* [Instructions]
a: Answer these questions from the payasam text.
(i) From which Sanskrit word does "payasam" descend, and what does that word mean?
(ii) How many servings does the ingredient list make?
(iii) In step 2 of the method, for about how long is the vermicelli toasted?
b: In the payasam text, take the stretch from "2. In the same" through "about a third." and switch "vermicelli" to "thin wheat noodles".
c: Pick up the payasam recipe after its last sentence and continue it.

Payasam is the great milk pudding of South India — a slow-simmered dish of rice, vermicelli, semolina or yellow split mung dal cooked in milk or coconut milk and sweetened with jaggery or sugar. Cardamom, ghee-fried cashews and golden raisins are stirred in at the close. It is the canonical sweet of Kerala feasts, Tamil festival meals, and Karnataka weddings, and is the southern cousin of the North Indian kheer.

i. Origin & history

Payasam is one of the oldest documented sweets in the Indian subcontinent. The word descends from Sanskrit pāyasa, meaning "of milk", and recipes for milk puddings cooked with rice or grains appear in ancient Tamil and Sanskrit texts. It is the canonical naivedyam — temple offering — across South India, particularly at the great festival meals of Onam in Kerala, Pongal in Tamil Nadu, and the temple feasts of Karnataka. To serve a sadhya — the elaborate banana-leaf feast — without at least one payasam at the close would be unthinkable.

There is no single payasam. Each region and household has its preferred forms. Paal payasam (Kerala, Tamil Nadu) is made with rice slow-cooked in milk until it deepens to pink. Ada pradhaman uses thin rice-flour flakes and coconut milk with palm jaggery. Semiya payasam uses vermicelli for a quick, weeknight version. Paruppu payasam uses moong dal with jaggery and is particularly associated with Tamil ancestral rites. The unifying logic is the same: a starch, slowly thickened in dairy, sweetened, and perfumed with cardamom, ghee and dried fruit — a pattern that recurs through the wider Indian dessert canon.

ii. Ingredients

Makes 6 servings · scroll the side panel to adjust

  • 100 g vermicelli (semiya), or basmati rice — use either, not both
  • 1 litre full-fat milk
  • 200 ml thick coconut milk (optional, for a Kerala-style finish)
  • 120 g jaggery (gur), grated — or 100 g sugar
  • 3 tbsp ghee
  • 8 cashews, halved
  • 2 tbsp golden raisins
  • 6 green cardamom pods, lightly crushed
  • 1 pinch salt
  • 1 pinch saffron threads, steeped in 1 tbsp warm milk (optional)

iii. Method

  1. Heat 2 tbsp of the ghee in a small pan and fry the cashews until pale gold; lift out. Add the raisins to the same ghee and fry briefly until they plump and burst. Set both aside.
  2. In the same pan, add the remaining ghee and the vermicelli (broken into 3 cm lengths). Toast over a low flame, stirring, until evenly golden and fragrant — about 3 minutes. This step is what gives semiya payasam its nutty depth.
  3. Pour in the milk, add the cardamom pods and a pinch of salt, and bring to a gentle simmer. Cook on low, stirring often so the milk does not catch, for 12–15 minutes — the vermicelli should be tender and the milk reduced by about a third.

* [Data supplied]
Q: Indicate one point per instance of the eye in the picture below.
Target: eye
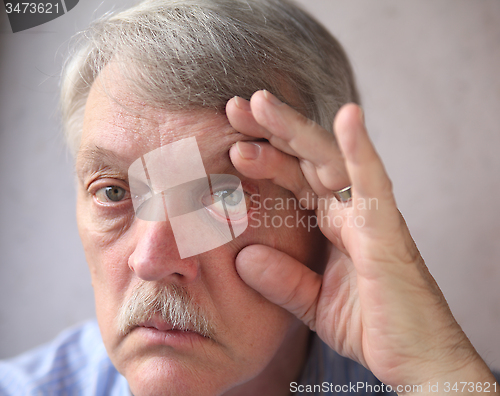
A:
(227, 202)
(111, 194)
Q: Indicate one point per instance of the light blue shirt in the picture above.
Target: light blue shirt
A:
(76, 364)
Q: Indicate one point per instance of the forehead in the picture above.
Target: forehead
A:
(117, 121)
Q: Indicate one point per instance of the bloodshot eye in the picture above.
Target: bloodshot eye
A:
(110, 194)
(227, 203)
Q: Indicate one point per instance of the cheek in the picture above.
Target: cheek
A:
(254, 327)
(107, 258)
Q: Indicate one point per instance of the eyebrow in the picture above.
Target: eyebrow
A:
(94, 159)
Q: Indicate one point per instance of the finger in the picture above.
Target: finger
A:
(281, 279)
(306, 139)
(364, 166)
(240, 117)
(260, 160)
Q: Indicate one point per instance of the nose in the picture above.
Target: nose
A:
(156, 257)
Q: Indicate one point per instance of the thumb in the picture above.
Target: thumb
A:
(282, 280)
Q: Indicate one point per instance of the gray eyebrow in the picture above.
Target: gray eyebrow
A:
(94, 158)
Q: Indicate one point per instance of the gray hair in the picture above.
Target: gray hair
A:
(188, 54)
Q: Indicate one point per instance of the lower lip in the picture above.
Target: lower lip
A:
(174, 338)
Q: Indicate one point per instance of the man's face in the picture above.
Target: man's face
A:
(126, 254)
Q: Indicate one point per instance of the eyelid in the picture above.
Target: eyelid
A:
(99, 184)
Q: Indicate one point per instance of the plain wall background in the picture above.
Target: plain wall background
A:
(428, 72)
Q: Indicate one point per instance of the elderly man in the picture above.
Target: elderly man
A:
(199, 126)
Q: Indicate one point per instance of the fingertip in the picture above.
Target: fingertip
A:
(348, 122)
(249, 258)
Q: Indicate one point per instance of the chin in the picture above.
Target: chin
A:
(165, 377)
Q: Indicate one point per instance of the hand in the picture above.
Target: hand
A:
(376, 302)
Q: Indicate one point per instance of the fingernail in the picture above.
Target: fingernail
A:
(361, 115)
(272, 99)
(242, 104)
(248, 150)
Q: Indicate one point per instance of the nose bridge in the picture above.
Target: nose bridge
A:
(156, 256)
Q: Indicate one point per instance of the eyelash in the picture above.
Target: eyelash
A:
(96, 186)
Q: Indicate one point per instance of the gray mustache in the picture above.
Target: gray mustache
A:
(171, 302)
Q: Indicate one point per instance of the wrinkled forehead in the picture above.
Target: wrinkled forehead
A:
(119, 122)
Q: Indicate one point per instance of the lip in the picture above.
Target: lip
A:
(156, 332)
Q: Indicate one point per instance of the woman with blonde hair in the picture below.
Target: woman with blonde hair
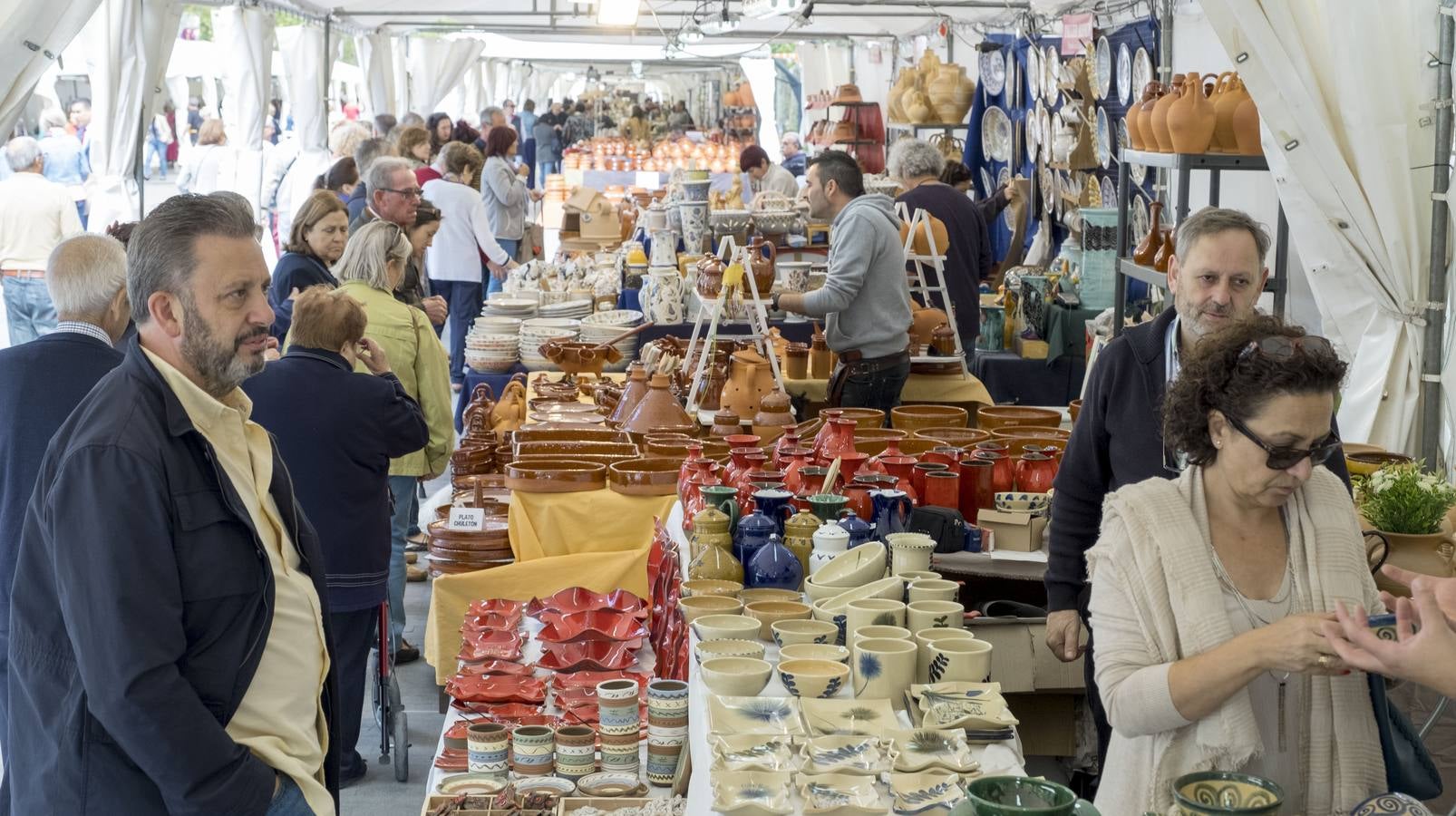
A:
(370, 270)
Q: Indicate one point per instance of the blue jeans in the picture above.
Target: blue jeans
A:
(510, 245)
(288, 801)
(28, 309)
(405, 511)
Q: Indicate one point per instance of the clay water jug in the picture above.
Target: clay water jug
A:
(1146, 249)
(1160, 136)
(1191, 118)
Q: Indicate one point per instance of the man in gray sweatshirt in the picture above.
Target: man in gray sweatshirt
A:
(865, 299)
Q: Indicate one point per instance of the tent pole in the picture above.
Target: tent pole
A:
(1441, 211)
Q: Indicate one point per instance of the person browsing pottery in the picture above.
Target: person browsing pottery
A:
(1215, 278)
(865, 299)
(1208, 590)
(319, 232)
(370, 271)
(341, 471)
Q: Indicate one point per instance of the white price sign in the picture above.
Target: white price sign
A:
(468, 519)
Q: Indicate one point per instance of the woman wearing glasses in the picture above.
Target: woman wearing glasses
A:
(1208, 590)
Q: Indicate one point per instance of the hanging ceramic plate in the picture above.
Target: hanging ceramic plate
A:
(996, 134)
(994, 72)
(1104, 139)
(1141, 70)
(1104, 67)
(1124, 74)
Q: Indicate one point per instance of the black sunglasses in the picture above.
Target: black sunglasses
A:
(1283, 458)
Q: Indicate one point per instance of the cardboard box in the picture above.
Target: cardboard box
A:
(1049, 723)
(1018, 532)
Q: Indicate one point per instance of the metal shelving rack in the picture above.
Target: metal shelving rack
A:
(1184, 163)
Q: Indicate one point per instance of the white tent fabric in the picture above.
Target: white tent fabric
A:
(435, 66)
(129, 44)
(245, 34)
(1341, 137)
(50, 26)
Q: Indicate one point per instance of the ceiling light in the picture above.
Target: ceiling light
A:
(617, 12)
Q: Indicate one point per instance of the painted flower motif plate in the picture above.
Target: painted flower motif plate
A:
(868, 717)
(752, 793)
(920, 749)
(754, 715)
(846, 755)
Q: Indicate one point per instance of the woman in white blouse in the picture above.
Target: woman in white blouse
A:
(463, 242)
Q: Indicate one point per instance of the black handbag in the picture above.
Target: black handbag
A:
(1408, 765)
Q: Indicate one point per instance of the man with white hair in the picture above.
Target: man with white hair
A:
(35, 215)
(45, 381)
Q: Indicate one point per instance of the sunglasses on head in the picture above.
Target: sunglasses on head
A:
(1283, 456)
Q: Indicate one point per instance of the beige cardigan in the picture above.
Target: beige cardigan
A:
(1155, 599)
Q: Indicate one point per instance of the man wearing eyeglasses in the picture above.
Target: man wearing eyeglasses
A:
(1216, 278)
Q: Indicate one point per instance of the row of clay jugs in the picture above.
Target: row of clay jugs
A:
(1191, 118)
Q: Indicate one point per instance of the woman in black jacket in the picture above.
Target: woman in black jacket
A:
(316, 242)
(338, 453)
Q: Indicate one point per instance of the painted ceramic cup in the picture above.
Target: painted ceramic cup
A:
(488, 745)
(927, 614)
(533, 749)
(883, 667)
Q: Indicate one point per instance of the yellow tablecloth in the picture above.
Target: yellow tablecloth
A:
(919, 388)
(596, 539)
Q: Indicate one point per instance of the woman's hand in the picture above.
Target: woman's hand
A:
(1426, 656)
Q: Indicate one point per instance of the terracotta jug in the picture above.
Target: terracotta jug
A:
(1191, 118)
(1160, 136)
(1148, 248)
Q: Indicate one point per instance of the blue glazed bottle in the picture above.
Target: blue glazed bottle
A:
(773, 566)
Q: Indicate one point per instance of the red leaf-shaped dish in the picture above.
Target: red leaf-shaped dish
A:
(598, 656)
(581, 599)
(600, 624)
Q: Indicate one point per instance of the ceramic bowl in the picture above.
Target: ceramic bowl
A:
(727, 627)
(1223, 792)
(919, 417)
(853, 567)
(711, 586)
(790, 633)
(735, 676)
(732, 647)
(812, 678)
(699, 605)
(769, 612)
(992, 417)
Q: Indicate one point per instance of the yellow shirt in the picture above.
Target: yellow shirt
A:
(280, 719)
==
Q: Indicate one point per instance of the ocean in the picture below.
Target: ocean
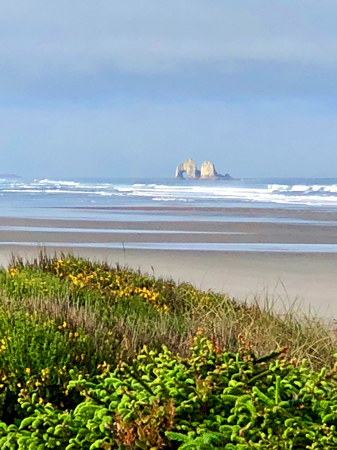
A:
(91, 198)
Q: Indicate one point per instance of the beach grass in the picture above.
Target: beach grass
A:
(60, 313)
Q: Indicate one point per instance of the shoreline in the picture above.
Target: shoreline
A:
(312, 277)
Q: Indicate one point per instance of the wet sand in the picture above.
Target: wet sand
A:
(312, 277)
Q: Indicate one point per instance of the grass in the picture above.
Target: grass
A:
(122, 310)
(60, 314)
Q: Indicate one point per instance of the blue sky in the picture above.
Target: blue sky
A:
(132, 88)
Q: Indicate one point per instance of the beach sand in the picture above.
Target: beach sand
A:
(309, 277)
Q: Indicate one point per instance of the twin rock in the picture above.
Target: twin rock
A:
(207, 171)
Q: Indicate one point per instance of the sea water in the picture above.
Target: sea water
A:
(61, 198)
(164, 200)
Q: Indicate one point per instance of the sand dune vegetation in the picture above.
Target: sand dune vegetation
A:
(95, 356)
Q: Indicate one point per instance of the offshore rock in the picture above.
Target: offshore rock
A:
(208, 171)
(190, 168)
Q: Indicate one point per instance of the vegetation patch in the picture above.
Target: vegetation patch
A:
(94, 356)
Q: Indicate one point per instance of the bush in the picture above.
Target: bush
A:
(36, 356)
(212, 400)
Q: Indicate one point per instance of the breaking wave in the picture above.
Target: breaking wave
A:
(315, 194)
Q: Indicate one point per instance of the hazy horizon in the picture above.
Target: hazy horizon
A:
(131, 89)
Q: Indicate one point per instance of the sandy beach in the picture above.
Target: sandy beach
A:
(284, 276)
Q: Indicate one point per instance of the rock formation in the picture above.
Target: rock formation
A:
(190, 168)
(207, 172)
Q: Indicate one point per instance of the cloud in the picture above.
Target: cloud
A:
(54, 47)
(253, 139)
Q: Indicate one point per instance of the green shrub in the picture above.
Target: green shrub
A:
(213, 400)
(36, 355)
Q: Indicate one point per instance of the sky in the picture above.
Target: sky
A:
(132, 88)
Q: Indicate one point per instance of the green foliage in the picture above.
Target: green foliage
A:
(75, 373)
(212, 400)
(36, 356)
...
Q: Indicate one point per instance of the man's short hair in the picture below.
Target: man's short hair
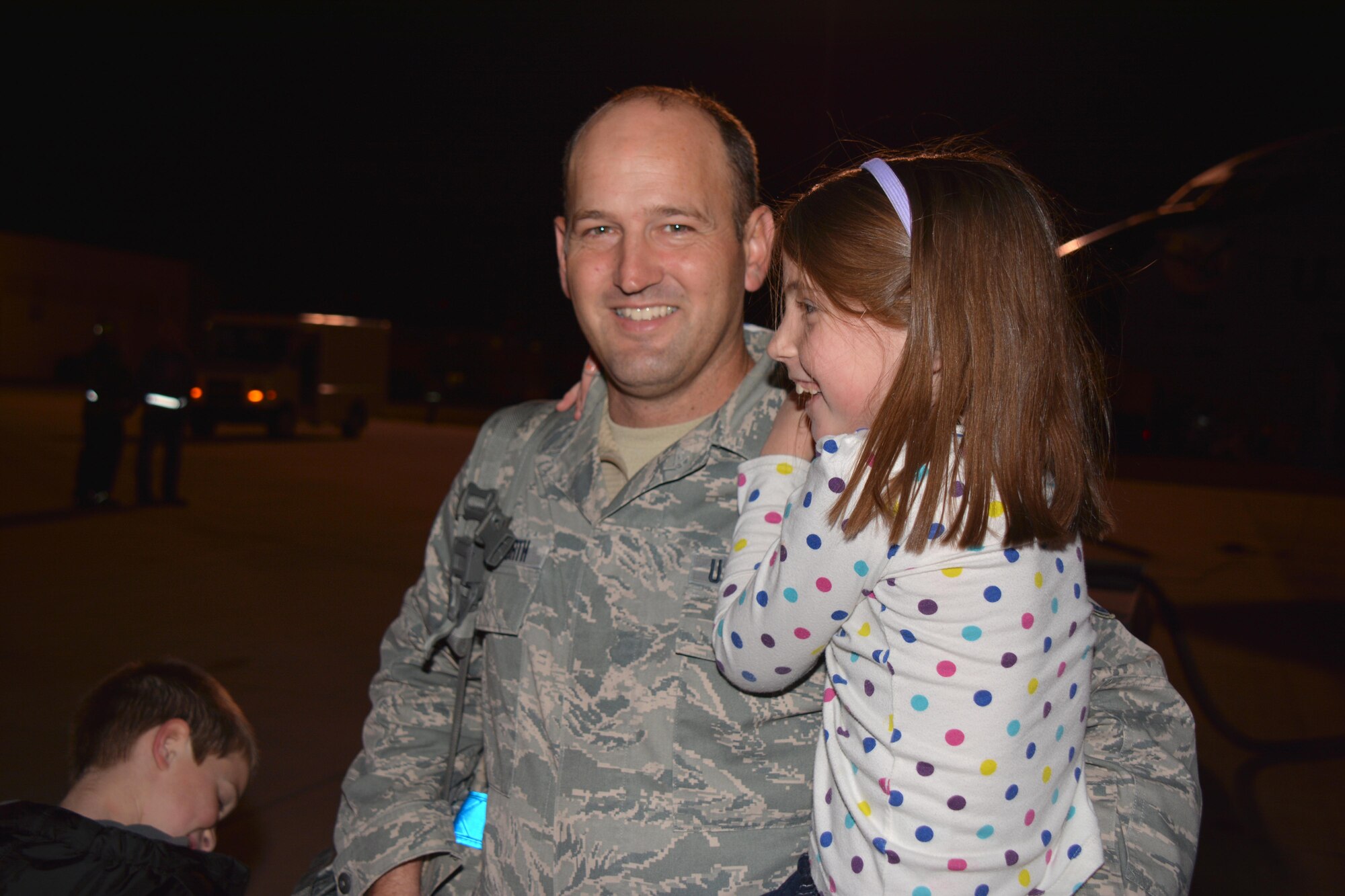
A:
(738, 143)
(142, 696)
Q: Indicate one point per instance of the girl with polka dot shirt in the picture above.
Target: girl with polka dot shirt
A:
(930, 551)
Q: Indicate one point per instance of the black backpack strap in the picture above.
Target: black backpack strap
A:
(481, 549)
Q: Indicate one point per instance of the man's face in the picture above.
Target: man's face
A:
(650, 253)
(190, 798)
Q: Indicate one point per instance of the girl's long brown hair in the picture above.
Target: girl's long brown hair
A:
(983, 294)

* [Exercise responses]
a:
(i) It descends from pāyasa, meaning "of milk".
(ii) It makes 6 servings.
(iii) It is toasted for about 3 minutes.

b:
2. In the same pan, add the remaining ghee and the thin wheat noodles (broken into 3 cm lengths). Toast over a low flame, stirring, until evenly golden and fragrant — about 3 minutes. This step is what gives semiya payasam its nutty depth.
  3. Pour in the milk, add the cardamom pods and a pinch of salt, and bring to a gentle simmer. Cook on low, stirring often so the milk does not catch, for 12–15 minutes — the thin wheat noodles should be tender and the milk reduced by about a third.

c:
  4. Remove from the heat. Stir in the jaggery (or sugar) until fully dissolved. If using both milk and jaggery, do not return to the boil after adding the jaggery — the acidity can split the milk. If you want a coconut finish, stir in the coconut milk at this stage.
  5. Stir through the saffron milk if using, then scatter the fried cashews and raisins (with their ghee) over the top. Serve warm in small cups, or chilled — both are traditional. The payasam thickens noticeably as it sits; loosen with a splash of warm milk if needed.

iv. Tips & common mistakes

  • Watch the jaggery step. Jaggery added to hot milk can curdle it. Take the pan off the heat and let it cool slightly before stirring the jaggery in.
  • Toast the vermicelli well. The colour of toasted vermicelli is the colour of the finished payasam; under-toasted gives a pale, less interesting result.
  • It thickens as it cools. What looks like the right texture in the pan will be a pudding when it cools. Leave it a touch looser than you think.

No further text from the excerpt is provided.